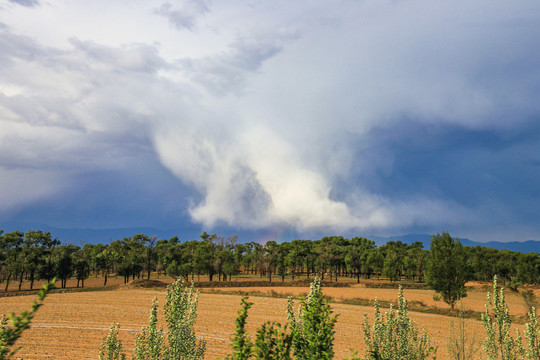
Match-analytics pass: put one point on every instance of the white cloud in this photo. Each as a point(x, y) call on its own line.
point(265, 115)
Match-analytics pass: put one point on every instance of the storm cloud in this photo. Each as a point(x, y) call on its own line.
point(368, 116)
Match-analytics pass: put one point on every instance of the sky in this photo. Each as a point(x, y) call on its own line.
point(336, 117)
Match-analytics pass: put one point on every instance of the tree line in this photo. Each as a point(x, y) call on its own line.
point(36, 255)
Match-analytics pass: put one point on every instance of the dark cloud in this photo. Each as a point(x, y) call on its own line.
point(227, 72)
point(134, 57)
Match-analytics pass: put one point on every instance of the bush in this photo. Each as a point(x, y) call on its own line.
point(311, 334)
point(395, 335)
point(11, 330)
point(313, 329)
point(178, 343)
point(499, 344)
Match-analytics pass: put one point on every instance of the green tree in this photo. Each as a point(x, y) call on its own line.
point(12, 329)
point(313, 329)
point(447, 268)
point(395, 335)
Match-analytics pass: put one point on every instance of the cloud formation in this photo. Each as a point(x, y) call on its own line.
point(369, 116)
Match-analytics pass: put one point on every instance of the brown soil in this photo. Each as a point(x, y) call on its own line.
point(71, 325)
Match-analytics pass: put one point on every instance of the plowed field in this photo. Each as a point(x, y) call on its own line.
point(71, 325)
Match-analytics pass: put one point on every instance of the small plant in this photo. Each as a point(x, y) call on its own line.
point(111, 348)
point(529, 298)
point(532, 335)
point(395, 335)
point(499, 344)
point(13, 326)
point(462, 344)
point(313, 329)
point(178, 343)
point(242, 344)
point(149, 341)
point(513, 284)
point(311, 334)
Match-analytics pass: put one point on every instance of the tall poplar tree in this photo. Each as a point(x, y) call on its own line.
point(447, 268)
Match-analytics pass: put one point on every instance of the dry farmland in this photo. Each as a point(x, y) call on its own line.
point(71, 325)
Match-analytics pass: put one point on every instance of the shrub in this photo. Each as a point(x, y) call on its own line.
point(395, 335)
point(313, 329)
point(462, 344)
point(111, 348)
point(532, 335)
point(311, 334)
point(12, 329)
point(178, 343)
point(499, 344)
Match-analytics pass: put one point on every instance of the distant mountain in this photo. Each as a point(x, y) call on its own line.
point(81, 236)
point(521, 246)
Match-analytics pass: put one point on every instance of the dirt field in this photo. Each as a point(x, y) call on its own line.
point(71, 325)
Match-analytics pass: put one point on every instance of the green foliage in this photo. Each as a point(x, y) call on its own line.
point(311, 334)
point(180, 315)
point(242, 344)
point(272, 342)
point(532, 335)
point(149, 341)
point(111, 348)
point(313, 329)
point(499, 344)
point(12, 329)
point(395, 335)
point(447, 268)
point(178, 343)
point(462, 344)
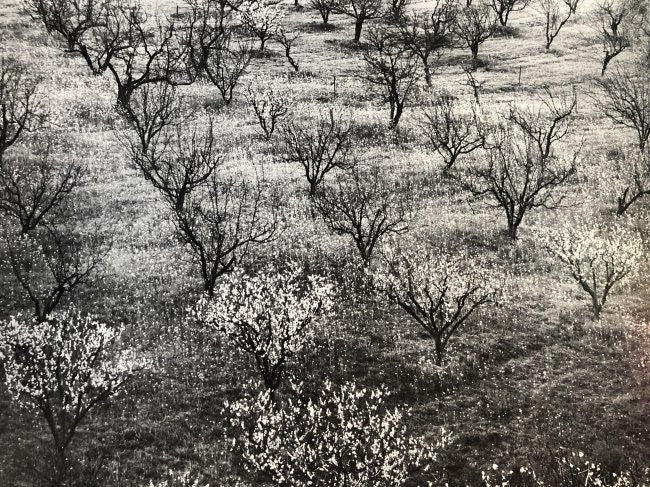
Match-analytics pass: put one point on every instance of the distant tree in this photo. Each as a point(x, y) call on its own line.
point(615, 22)
point(523, 170)
point(51, 262)
point(503, 8)
point(319, 146)
point(287, 41)
point(19, 106)
point(222, 220)
point(396, 10)
point(363, 205)
point(226, 65)
point(438, 290)
point(324, 8)
point(632, 172)
point(268, 104)
point(391, 67)
point(426, 36)
point(361, 11)
point(598, 257)
point(36, 181)
point(474, 25)
point(449, 132)
point(267, 316)
point(119, 38)
point(261, 19)
point(63, 366)
point(340, 435)
point(626, 101)
point(555, 19)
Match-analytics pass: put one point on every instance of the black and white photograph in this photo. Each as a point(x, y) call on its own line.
point(324, 243)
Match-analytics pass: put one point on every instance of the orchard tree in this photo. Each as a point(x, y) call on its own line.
point(391, 67)
point(474, 25)
point(325, 8)
point(261, 19)
point(36, 182)
point(19, 107)
point(63, 367)
point(269, 105)
point(450, 132)
point(361, 11)
point(599, 257)
point(174, 153)
point(427, 35)
point(319, 146)
point(556, 13)
point(51, 262)
point(633, 172)
point(267, 316)
point(439, 290)
point(287, 41)
point(223, 219)
point(365, 206)
point(616, 22)
point(626, 101)
point(503, 8)
point(227, 64)
point(523, 169)
point(341, 435)
point(118, 38)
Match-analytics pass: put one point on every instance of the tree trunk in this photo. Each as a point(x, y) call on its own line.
point(358, 25)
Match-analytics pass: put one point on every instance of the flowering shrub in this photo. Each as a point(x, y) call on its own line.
point(64, 367)
point(599, 257)
point(267, 315)
point(345, 435)
point(439, 291)
point(572, 470)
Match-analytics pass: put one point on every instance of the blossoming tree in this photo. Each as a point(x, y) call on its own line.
point(599, 257)
point(63, 367)
point(438, 290)
point(267, 316)
point(344, 435)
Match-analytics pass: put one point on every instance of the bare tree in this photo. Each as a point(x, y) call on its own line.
point(226, 65)
point(523, 171)
point(555, 18)
point(633, 170)
point(223, 220)
point(269, 107)
point(324, 8)
point(51, 262)
point(364, 206)
point(391, 67)
point(396, 11)
point(473, 26)
point(615, 22)
point(426, 36)
point(175, 154)
point(287, 40)
point(261, 19)
point(360, 11)
point(118, 38)
point(437, 291)
point(503, 8)
point(35, 184)
point(450, 133)
point(627, 101)
point(318, 146)
point(19, 108)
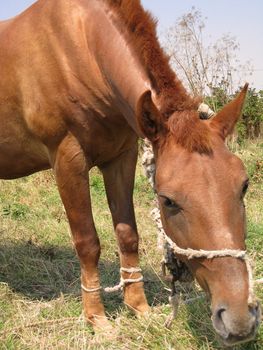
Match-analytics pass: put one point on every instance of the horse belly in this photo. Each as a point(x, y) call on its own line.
point(21, 153)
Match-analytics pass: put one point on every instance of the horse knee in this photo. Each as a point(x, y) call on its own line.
point(88, 248)
point(128, 238)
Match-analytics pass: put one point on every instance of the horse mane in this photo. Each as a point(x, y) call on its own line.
point(177, 106)
point(141, 27)
point(189, 131)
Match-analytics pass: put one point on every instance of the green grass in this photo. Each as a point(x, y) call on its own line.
point(40, 304)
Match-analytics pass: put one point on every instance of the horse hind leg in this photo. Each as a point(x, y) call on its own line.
point(71, 173)
point(119, 181)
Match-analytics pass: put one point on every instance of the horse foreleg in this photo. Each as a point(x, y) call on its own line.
point(119, 181)
point(71, 173)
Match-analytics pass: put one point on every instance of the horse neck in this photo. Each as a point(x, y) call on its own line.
point(125, 77)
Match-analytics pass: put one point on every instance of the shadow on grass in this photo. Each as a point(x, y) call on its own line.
point(43, 272)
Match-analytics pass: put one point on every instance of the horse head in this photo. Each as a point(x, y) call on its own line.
point(201, 187)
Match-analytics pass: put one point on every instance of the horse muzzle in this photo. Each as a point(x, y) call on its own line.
point(234, 328)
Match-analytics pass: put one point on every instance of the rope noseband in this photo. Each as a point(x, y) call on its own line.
point(190, 253)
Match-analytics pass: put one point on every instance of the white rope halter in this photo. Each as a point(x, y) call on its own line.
point(190, 253)
point(119, 286)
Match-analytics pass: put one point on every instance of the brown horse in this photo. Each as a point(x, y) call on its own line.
point(80, 81)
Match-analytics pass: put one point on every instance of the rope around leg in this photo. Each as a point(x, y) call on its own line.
point(119, 286)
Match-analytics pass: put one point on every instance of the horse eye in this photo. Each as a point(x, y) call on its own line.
point(245, 187)
point(170, 204)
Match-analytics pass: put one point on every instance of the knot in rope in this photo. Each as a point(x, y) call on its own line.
point(121, 285)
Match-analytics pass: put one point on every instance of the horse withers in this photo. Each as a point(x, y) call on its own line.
point(81, 80)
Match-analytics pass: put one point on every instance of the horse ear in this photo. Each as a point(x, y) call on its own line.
point(148, 116)
point(226, 119)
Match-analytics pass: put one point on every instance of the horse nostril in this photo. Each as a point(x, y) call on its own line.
point(255, 310)
point(219, 313)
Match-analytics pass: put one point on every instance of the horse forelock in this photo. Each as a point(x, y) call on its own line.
point(188, 131)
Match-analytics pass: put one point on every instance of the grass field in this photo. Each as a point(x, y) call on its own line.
point(40, 304)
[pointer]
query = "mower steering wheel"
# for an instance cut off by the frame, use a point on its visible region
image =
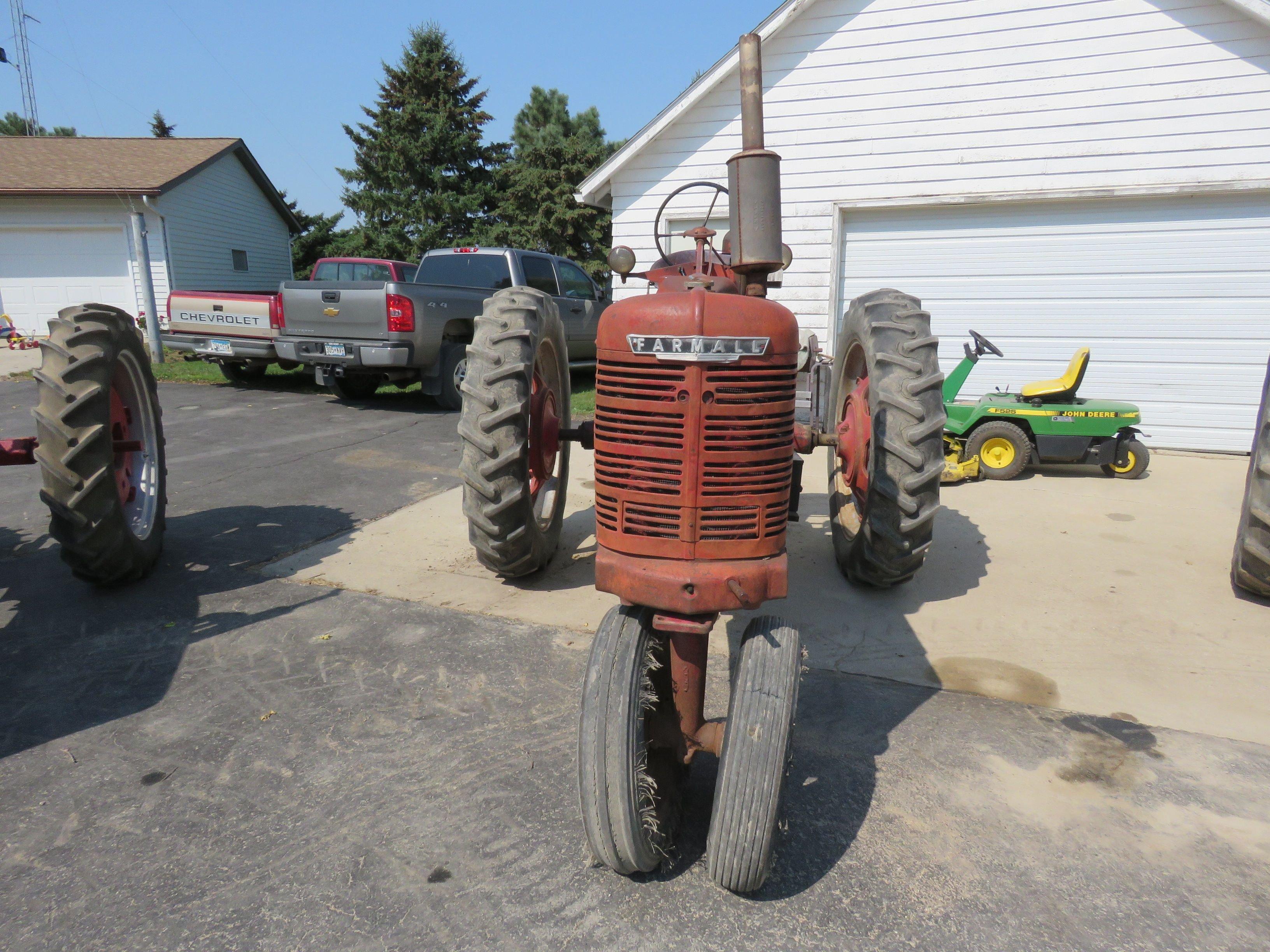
(983, 346)
(657, 222)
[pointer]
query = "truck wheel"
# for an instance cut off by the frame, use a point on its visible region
(516, 399)
(756, 756)
(1004, 450)
(1135, 466)
(454, 370)
(630, 788)
(886, 400)
(101, 445)
(1250, 569)
(357, 386)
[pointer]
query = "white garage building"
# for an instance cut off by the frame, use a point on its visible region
(1051, 174)
(214, 221)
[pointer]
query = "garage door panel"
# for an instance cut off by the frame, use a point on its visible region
(44, 271)
(1173, 296)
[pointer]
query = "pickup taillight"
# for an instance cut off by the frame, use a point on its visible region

The problem
The answer must be every line of the data that holds the word "garage".

The answer
query = "white garage building"
query = "garage door panel"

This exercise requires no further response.